1808 play by Heinrich von Kleist

Die Hermannsschlacht (literally The Battle of Hermann) is an 1808 drama in five acts by German author Heinrich von Kleist. It is based on the Battle of the Teutoburg Forest (9 AD) which took place between the Romans and Germanic tribes near Kalkriese in Germany.

==Background==
Die Hermannsschlacht was written in 1808, after the Prussian defeat by Napoleon I in the War of the Fourth Coalition, and was intended to be read in this context. Kleist's readers would have recognised Rome as France, the Cherusci as Germany, and the Suebi as Austria.

The play has been read as Kleist's call for resistance against the French, but this has come into doubt in recent years.

==Plot==
Hermann, Prince of the Cherusci, is beset on two sides. The Prince of the Suebi, Marbod, stands in the southeast of his country and demands tribute from him. The Roman general Varus approaches with three legions from the West and offers his help against Marbod, but has secretly offered to support Marbod against Hermann. The Germanic princes gather with Hermann and urge him to make war against the Romans, which he refuses, because of the military inferiority of the Germans.

Hermann's wife Thusnelda is courted by the Roman legate Ventidius, who secretly cuts off a lock of her blond hair.
Ventidius brings about an ultimate offer of help by the Romans, which Hermann eventually seems to accept. At the same time, however, Hermann sets himself in contact with Marbod, whom he informs about the duplicity of Varus, and offers him to join the battle. The Romans march into the land of the Cherusci and ravage it. Hermann uses the behavior of the Romans to stir up hatred among the people against them. He encounters Varus in Teutoburg and manages to deceive him.

*Extracted data entries*

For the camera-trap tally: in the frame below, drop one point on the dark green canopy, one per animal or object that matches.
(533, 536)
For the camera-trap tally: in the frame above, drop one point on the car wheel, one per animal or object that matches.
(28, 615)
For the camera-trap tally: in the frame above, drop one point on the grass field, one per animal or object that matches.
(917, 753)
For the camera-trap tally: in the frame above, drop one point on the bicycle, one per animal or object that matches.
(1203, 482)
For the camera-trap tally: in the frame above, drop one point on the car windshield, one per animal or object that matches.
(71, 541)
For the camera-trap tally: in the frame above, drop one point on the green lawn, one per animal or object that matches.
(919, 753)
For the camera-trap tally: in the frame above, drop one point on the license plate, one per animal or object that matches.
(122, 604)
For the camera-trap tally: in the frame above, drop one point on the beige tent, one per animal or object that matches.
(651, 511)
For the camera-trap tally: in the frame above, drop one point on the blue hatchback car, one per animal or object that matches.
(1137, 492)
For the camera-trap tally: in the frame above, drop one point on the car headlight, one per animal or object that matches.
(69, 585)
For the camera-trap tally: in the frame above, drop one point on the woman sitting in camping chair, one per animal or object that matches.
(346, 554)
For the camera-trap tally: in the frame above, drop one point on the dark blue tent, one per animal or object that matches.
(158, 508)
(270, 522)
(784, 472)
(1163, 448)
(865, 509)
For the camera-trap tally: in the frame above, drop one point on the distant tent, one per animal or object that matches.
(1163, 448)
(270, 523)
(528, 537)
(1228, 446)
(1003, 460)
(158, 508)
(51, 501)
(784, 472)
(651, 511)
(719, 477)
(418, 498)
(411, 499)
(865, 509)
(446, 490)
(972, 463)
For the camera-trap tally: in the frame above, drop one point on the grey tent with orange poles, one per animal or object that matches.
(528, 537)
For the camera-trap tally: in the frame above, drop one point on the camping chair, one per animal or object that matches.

*What you need to do*
a: Transcribe the passage on Die Hermannsschlacht from "Die Hermannsschlacht (literally" up to and including "Suebi as Austria.".
b: Name every character who appears by name in the Plot section of the passage on Die Hermannsschlacht.

*Expected outputs*
a:
Die Hermannsschlacht (literally The Battle of Hermann) is an 1808 drama in five acts by German author Heinrich von Kleist. It is based on the Battle of the Teutoburg Forest (9 AD) which took place between the Romans and Germanic tribes near Kalkriese in Germany.

==Background==
Die Hermannsschlacht was written in 1808, after the Prussian defeat by Napoleon I in the War of the Fourth Coalition, and was intended to be read in this context. Kleist's readers would have recognised Rome as France, the Cherusci as Germany, and the Suebi as Austria.

b:
Hermann
Marbod
Varus
Thusnelda
Ventidius